Announcing a US$3 billion contribution to a UN-backed climate change mitigation fund, Obama said the China-US deal unveiled earlier this week showed the way forward.

“If China and the US can agree on this, then the world can agree on this — we can get this done,” he said in a speech on the sidelines of the G20 summit in Brisbane.

Climate experts conceded that Republican opposition meant Obama could struggle to fulfil his $3 billion commitment, but said he was fuelling momentum for change in an area where talks have faltered since the historic Kyoto Protocol of 1997.

“You can sense the energy lifting in this critical conversation across the planet — the game has changed,” Greenpeace Australia chief executive David Ritter told AFP.

“A global deal has become more likely, no question. Climate is now front and centre for the US, it’s front and centre for China, that means it’s front and centre for all of us.”

Obama outlined his pledge to the Green Climate Fund (GCF) in a speech at the University of Queensland, telling the audience he wanted to ensure his grandchildren could visit Australia’s famed Great Barrier Reef “50 years from now”.

He said the fund would help developing nations cope with climate-related issues such as rising seas while also backing environmentally friendly infrastructure projects.

------

▶ Objectives:
[1] Reproduce the passage from the climate fund article, starting with "Announcing a US$3" and going on through "summit in Brisbane.".
[2] Render this sentence from the climate fund article in Spanish: "He said the fund would help developing nations cope with climate-related issues such as rising seas while also backing environmentally friendly infrastructure projects."

------

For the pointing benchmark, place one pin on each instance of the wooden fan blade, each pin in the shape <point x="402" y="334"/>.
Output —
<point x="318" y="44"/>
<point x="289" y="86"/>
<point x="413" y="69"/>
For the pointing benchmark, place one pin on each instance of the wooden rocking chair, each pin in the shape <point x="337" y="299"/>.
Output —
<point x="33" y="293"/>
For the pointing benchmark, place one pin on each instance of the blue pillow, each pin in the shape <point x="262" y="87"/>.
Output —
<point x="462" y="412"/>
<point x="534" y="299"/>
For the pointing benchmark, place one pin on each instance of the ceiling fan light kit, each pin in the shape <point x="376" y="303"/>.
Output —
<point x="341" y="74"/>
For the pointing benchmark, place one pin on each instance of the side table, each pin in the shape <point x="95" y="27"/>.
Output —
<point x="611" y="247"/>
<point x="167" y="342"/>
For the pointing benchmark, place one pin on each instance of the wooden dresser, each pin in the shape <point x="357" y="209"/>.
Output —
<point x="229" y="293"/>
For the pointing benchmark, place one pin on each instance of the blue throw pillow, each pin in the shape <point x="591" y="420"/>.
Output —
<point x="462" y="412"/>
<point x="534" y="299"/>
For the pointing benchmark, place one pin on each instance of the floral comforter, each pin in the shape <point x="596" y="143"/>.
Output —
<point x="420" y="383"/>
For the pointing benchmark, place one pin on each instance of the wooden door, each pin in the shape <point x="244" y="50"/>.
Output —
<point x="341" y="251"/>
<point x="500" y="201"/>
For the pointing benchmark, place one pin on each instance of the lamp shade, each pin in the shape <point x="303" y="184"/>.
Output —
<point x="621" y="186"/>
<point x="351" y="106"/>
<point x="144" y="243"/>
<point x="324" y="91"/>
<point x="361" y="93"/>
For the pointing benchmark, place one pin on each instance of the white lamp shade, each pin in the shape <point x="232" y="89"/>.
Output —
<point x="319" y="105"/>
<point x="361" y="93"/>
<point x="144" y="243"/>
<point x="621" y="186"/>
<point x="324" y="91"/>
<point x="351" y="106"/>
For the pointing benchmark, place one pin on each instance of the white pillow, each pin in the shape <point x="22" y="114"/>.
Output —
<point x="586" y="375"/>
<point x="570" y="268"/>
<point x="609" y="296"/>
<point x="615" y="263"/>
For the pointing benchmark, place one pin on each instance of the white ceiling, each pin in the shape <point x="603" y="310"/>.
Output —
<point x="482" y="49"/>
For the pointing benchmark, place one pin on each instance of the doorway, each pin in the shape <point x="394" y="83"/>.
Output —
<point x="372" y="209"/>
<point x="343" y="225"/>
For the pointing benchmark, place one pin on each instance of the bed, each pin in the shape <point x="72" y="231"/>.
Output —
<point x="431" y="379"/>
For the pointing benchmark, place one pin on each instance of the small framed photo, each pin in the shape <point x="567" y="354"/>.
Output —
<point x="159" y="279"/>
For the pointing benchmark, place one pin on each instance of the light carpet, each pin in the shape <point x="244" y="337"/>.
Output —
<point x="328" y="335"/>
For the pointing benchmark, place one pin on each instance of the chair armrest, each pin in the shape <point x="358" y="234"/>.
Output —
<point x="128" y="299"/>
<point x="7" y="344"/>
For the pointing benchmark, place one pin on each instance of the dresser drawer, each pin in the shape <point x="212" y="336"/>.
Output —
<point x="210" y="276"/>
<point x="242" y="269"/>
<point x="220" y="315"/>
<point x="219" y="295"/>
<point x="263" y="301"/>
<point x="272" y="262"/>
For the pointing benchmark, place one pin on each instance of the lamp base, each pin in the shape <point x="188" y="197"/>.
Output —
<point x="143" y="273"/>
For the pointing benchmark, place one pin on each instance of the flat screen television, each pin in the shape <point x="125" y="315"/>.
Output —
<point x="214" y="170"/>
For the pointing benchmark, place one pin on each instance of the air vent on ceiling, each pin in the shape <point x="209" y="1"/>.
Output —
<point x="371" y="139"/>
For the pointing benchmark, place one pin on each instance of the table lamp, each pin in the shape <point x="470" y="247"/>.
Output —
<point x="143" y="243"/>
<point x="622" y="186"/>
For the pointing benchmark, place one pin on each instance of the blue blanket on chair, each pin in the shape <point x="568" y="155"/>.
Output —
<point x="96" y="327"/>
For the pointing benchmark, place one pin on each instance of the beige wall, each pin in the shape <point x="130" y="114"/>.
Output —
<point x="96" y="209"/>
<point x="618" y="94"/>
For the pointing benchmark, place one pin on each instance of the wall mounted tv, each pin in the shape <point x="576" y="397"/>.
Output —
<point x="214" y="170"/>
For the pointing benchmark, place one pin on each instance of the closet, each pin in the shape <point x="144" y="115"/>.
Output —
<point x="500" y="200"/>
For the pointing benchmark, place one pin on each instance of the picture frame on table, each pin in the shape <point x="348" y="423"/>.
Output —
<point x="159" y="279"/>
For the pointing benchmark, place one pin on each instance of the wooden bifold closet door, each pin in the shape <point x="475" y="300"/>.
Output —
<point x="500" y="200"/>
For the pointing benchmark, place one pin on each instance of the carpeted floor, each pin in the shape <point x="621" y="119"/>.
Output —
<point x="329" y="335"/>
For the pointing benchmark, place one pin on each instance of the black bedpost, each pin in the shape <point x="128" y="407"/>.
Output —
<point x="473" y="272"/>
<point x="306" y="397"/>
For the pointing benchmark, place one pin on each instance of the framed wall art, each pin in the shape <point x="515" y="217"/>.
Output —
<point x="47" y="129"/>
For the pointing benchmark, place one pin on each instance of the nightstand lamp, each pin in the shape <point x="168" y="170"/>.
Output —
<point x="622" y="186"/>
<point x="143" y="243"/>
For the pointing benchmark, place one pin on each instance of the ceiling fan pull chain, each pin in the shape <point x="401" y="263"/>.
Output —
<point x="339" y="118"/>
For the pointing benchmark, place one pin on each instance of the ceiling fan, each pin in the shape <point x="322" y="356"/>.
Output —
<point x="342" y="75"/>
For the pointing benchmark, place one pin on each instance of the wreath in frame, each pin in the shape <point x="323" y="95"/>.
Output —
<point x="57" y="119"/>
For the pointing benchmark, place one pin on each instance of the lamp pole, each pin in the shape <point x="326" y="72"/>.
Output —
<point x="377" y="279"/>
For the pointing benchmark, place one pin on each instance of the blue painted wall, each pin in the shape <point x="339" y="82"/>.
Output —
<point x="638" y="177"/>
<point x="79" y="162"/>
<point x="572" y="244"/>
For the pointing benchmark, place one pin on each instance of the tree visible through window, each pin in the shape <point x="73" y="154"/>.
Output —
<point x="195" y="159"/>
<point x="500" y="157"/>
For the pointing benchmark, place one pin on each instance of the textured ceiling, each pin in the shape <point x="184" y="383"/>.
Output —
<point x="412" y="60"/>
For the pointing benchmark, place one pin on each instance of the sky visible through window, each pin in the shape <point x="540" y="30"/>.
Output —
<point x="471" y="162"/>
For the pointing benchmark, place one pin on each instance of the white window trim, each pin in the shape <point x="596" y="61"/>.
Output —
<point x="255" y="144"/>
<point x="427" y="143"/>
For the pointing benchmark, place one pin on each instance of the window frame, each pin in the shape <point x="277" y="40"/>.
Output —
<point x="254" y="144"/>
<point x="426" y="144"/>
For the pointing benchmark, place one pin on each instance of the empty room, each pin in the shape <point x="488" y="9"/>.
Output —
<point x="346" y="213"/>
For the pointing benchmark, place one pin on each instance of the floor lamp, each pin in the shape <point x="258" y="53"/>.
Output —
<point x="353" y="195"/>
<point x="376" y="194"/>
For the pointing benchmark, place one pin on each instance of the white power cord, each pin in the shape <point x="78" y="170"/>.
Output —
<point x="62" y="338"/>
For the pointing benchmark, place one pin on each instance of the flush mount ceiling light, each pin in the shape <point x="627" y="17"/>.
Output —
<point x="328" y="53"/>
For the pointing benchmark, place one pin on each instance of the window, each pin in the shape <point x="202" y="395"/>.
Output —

------

▶ The replies:
[1]
Announcing a US$3 billion contribution to a UN-backed climate change mitigation fund, Obama said the China-US deal unveiled earlier this week showed the way forward.

“If China and the US can agree on this, then the world can agree on this — we can get this done,” he said in a speech on the sidelines of the G20 summit in Brisbane.

[2] Dijo que el fondo ayudaría a las naciones en desarrollo a afrontar problemas relacionados con el clima, como el aumento del nivel del mar, y que al mismo tiempo respaldaría proyectos de infraestructura respetuosos con el medio ambiente.